Text provided:
━━━━━━━━━━━━━━━━━━━━
There are plenty of reasons for beaten down stocks to go up, not the least of which is a high days-to-cover.

The other, of course, is buy outs and mergers. Almost always a premium over the current price.

Things don’t have to be “good” they just have to be “not as bad” as expected.

 
 
Comment by JRinUT
2006-08-22 11:10:09

I saw that one. I especially liked the graph comparing the current housing market to the tech boom.

 
 
Comment by Larry
2006-08-22 09:52:11

“‘It appears to us in Florida, the one left holding the bag was the flipper or speculator,’ said Barron. ‘In Southern California, it appears to us the one left holding the bag is the homebuilder.’”

So true in Northern Cali too… Too much on the market and not enough demand to meed supply. But, we do have too many greedy sellers. That to will change! BAHAHAHAHAHAHAHAHAHA

Comment by IL_NC_IN_CA
2006-08-22 13:16:27

I assume you mean Sacramento. SF Bay Area shows no sign of price reduction in the core. There may be some in far flung suburbs - I wouldn’t know about that.

Comment by Jim D
2006-08-23 10:24:23

Prices in places like Gilroy are still higher than last year, so no, no drop in outlying areas either. We’re lagging by around 3 months - the psychology is just now starting to change.

 
 
Comment by Northern VA
2006-08-22 13:42:29

We really should stop calling them “sellers.” They aren’t sellers at all, but merely listers that are much more likely to withdraw their property than get a contract. Eventually RE agents won’t accept listings unless they are priced below comps because they are getting killed on fees without any sales. We are seeing inventory slowly declining in my area (Fairfax and Loudoun) as listings are withdrawn or expiring without being relisted.

Comment by arlingtonva
2006-08-22 18:30:00

Realtors need to eat and may compel listers to lower their prices, thereby expediting the correction in housing prices.

 
Comment by FL - Paradise Lost
2006-08-23 08:51:50

We are seeing the same exact thing down here. Listing numbers are starting to flatten out, yet sales numbers keep dropping.

Keep on watching!

 
 
 
Comment by Out at the Peak
2006-08-22 10:00:39

We saw a community of about 100 homes where there were over 20 complete unsold homes, and yet the builder was already building the next 100 homes in the community next door with five sales.
━━━━━━━━━━━━━━━━━━━━
Task requirements:
Continue the housing-market comment thread above from its final comment, adding the discussion that follows.
━━━━━━━━━━━━━━━━━━━━
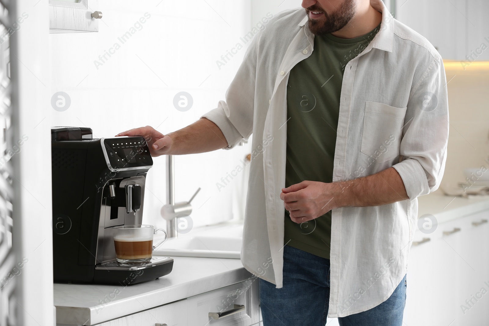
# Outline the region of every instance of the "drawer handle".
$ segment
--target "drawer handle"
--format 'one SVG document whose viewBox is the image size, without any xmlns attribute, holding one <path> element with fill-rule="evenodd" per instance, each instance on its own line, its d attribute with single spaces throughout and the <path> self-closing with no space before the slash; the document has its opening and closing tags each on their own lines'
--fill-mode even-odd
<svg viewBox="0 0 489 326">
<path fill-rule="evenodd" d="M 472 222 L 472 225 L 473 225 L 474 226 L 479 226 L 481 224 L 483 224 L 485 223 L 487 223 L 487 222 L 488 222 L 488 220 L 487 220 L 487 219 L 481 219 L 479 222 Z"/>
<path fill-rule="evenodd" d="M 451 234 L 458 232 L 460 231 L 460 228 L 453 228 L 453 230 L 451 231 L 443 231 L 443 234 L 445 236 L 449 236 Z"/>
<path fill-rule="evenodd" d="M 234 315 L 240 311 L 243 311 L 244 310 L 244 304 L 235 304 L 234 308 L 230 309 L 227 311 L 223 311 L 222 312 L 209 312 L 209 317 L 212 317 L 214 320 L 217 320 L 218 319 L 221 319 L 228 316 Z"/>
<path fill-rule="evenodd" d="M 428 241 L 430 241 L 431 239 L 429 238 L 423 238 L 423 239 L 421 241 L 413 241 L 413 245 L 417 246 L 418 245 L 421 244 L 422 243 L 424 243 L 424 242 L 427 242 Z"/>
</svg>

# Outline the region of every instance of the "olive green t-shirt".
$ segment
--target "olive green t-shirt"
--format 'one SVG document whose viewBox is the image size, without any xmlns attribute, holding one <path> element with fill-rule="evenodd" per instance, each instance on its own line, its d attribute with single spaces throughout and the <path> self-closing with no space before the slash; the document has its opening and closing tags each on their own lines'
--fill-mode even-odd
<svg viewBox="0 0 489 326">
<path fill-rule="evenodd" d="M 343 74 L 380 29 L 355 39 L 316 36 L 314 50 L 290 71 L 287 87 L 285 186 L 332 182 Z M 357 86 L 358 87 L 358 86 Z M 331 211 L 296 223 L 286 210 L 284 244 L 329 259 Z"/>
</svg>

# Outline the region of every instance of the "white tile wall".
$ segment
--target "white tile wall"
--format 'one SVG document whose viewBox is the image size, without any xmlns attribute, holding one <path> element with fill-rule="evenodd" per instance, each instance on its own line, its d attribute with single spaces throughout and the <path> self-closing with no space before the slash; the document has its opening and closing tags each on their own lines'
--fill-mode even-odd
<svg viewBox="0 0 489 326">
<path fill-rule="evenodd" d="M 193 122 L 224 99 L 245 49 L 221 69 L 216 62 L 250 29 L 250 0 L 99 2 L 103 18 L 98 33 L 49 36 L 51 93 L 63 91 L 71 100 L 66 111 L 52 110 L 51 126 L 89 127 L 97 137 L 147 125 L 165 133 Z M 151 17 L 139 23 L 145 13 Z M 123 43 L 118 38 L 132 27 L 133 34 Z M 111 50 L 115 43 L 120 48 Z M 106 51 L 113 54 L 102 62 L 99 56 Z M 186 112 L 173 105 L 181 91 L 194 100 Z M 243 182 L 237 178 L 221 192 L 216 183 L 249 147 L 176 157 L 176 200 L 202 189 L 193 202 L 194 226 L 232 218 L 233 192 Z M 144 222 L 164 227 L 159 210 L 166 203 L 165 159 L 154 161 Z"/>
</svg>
━━━━━━━━━━━━━━━━━━━━
Result of the exercise:
Many homebuilders did not learn from past overexpansions. They were working on the idea that, “If you build it, they will come.” Field of Dreams only works for a few years.

 
Comment by Dave Chiang
2006-08-22 10:08:16

” The Fed is poised to accommodate the ongoing profligate financing environment. I find it astounding that our policymakers have absolutely no inclination – or demonstrate any sensitivity to their responsibility - to discipline or subdue “Wall Street finance.” Instead, they are determined to safeguard a highly improvident and destabilizing financial backdrop and incentive structure. This may very well perpetuate the current aged boom somewhat, but there will be no avoiding the painful aftermath. Today’s Menacing Financial Structure has decisively sealed such a fate.

In a predictable replay of the Technology Bubble, the U.S. homebuilding industry now faces the inevitable consequences from a period of spectacular over-finance and over-speculation (including massive industry overcapacity, collapsing profit margins and acute price uncertainty and instability). Industry executives have not previously experienced similar dynamics to this downturn specifically because there has never been a Financial Structure so capable of completely inundating the entire housing and mortgage arenas with cheap finance for such an extended period – never. ”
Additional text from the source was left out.